Copy every line of the items below word for word, leaving out the pictures.
Begin Dataset records
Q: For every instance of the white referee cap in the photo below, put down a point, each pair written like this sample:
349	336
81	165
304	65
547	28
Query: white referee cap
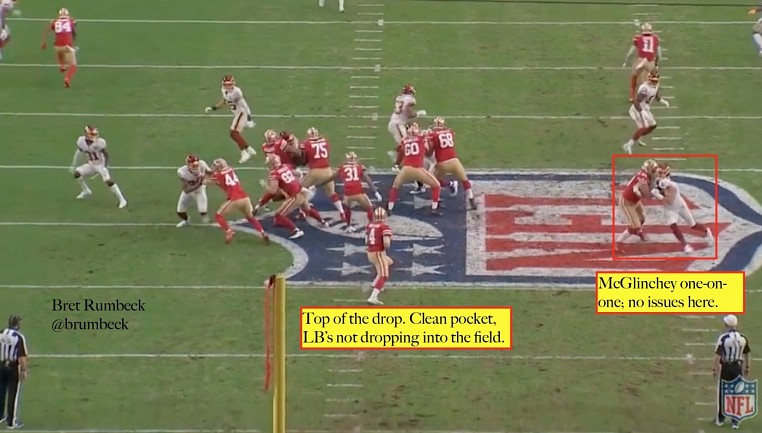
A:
731	320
End Dataset records
*Exercise output:*
Q: For every instance of the white referee cap in the photo below, put down a point, each pair written like this sample:
349	336
81	165
304	65
547	28
Query: white referee cap
A:
731	320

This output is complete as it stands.